Les recherches de linguistique nous apprennent, par ailleurs, que les langues celtiques font partie du complexe indo-européen et qu’elles peuvent se diviser en deux groupes principaux: le groupe brittonique, auquel appartiennent les Celtes continentaux de l’Antiquité, le groupe goïdélique, auquel se rattachent les Irlandais et leurs ancêtres. Comme ce second groupe présente, du point de vue linguistique, des caractères archaïques prononcés, H. Hubert a été amené à supposer que c’est aux origines mêmes du peuplement protoceltique que les Goïdels ont été séparés de leurs congénères. Le tableau de cette genèse des Celtes, en grande partie conjectural, peut donc être dressé de la façon suivante.
Entre 2000 et 1800 avant J.-C. se forment dans la vallée du Rhin, depuis la Hollande jusqu’à la Suisse, des groupes de civilisation mixtes, caractérisés par la combinaison d’éléments provenant de l’Est européen et eurasiatique (gobelets cordés, haches de combats) et d’Espagne (céramique campaniforme). Les porteurs de la céramique cordée et de la hache de combat ont été assimilés par certains archéologues aux plus anciens Indo-Européens, parvenus en Europe occidentale après une migration vers 1900 avant J.-C.
Des groupes multiples et bien différenciés
Ces groupes ne tardent pas à se séparer en deux: les groupes occidentaux, ceux de Hollande, du Rhin inférieur et de Westphalie semblent avoir en partie émigré vers la Grande-Bretagne et l’Irlande, où l’on retrouve, à la fin de l’âge du cuivre, les mêmes types de gobelets à zones que sur le continent. Il s’agit vraisemblablement de Goïdels, d’après H. Hubert.

#####

À faire
**A.** Indiquez si chacune des affirmations suivantes concorde avec le texte sur les origines des Celtes, en répondant par oui ou par non et en citant exactement les mots du texte qui permettent de trancher.
(i) Les langues celtiques peuvent se diviser en deux groupes principaux.
(ii) Les Irlandais se rattachent au groupe brittonique.
(iii) Les groupes de civilisation mixtes se forment dans la vallée du Rhône.
**B.** Répondez aux questions suivantes à partir du texte sur les origines des Celtes.
(i) Quelle céramique provient d'Espagne ?
(ii) Vers quelle date a eu lieu la migration qui a amené les plus anciens Indo-Européens en Europe occidentale ?
(iii) Vers quels pays les groupes occidentaux semblent-ils avoir en partie émigré ?
**C.** Recopiez le passage du texte sur les origines des Celtes depuis « Des groupes multiples » jusqu'à « d’après H. Hubert. » inclus.

[Entrées enregistrées]
#####

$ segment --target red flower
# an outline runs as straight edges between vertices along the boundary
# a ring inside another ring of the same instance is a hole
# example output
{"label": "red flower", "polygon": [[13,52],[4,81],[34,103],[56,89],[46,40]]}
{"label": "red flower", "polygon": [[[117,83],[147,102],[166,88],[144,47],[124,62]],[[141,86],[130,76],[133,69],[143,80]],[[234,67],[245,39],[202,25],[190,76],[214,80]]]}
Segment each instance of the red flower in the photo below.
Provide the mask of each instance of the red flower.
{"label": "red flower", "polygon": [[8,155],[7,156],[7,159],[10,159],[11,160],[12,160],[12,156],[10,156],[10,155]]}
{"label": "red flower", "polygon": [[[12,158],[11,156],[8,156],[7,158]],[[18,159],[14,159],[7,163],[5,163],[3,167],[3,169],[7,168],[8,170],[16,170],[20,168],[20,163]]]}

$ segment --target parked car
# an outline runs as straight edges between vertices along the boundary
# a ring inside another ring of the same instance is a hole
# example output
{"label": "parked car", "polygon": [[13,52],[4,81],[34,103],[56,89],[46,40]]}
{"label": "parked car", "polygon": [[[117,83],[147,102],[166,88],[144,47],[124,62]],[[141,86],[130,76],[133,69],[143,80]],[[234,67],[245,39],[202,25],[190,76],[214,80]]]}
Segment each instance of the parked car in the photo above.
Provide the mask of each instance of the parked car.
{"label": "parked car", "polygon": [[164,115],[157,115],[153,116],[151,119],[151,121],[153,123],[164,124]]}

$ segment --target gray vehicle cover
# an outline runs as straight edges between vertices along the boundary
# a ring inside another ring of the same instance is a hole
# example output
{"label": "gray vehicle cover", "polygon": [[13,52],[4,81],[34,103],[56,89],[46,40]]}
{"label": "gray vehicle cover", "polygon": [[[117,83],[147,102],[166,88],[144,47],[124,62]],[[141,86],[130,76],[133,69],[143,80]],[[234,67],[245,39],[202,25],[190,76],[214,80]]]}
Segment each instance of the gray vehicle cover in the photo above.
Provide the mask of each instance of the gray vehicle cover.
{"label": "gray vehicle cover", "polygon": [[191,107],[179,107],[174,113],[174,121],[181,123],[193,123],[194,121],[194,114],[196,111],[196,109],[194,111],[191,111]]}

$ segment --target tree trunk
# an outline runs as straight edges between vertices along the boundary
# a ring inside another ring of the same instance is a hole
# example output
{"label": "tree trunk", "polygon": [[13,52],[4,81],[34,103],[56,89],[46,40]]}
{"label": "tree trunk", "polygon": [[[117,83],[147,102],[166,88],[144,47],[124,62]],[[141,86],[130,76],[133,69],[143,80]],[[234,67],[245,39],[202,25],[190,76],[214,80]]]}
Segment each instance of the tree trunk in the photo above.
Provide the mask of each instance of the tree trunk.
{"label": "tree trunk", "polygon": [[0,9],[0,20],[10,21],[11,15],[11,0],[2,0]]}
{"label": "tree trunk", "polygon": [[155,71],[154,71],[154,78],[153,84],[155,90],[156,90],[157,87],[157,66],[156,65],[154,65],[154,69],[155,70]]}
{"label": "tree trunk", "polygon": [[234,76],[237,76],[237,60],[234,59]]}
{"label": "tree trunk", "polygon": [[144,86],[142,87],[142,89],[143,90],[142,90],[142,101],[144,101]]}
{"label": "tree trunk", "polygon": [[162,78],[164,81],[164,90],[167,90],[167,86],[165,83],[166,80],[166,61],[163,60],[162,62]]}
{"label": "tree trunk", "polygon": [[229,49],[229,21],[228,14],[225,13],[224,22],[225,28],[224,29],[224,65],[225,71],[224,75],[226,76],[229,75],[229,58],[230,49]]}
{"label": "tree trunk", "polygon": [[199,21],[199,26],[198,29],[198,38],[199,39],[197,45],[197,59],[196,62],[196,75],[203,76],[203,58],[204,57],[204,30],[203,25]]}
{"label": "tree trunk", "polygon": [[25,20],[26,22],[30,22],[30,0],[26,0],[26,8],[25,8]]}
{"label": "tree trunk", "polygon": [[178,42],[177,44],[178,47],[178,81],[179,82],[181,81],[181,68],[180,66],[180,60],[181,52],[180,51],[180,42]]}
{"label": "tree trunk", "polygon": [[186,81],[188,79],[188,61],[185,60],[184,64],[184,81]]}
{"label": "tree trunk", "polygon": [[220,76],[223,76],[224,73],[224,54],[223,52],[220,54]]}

#####

Vos réponses écrites
**A.**
(i) Oui : « elles peuvent se diviser en deux groupes principaux ».
(ii) Non : « le groupe goïdélique, auquel se rattachent les Irlandais et leurs ancêtres ».
(iii) Non : « se forment dans la vallée du Rhin ».

**B.**
(i) La céramique campaniforme.
(ii) Vers 1900 avant J.-C.
(iii) Vers la Grande-Bretagne et l'Irlande.

**C.**
Des groupes multiples et bien différenciés
Ces groupes ne tardent pas à se séparer en deux: les groupes occidentaux, ceux de Hollande, du Rhin inférieur et de Westphalie semblent avoir en partie émigré vers la Grande-Bretagne et l’Irlande, où l’on retrouve, à la fin de l’âge du cuivre, les mêmes types de gobelets à zones que sur le continent. Il s’agit vraisemblablement de Goïdels, d’après H. Hubert.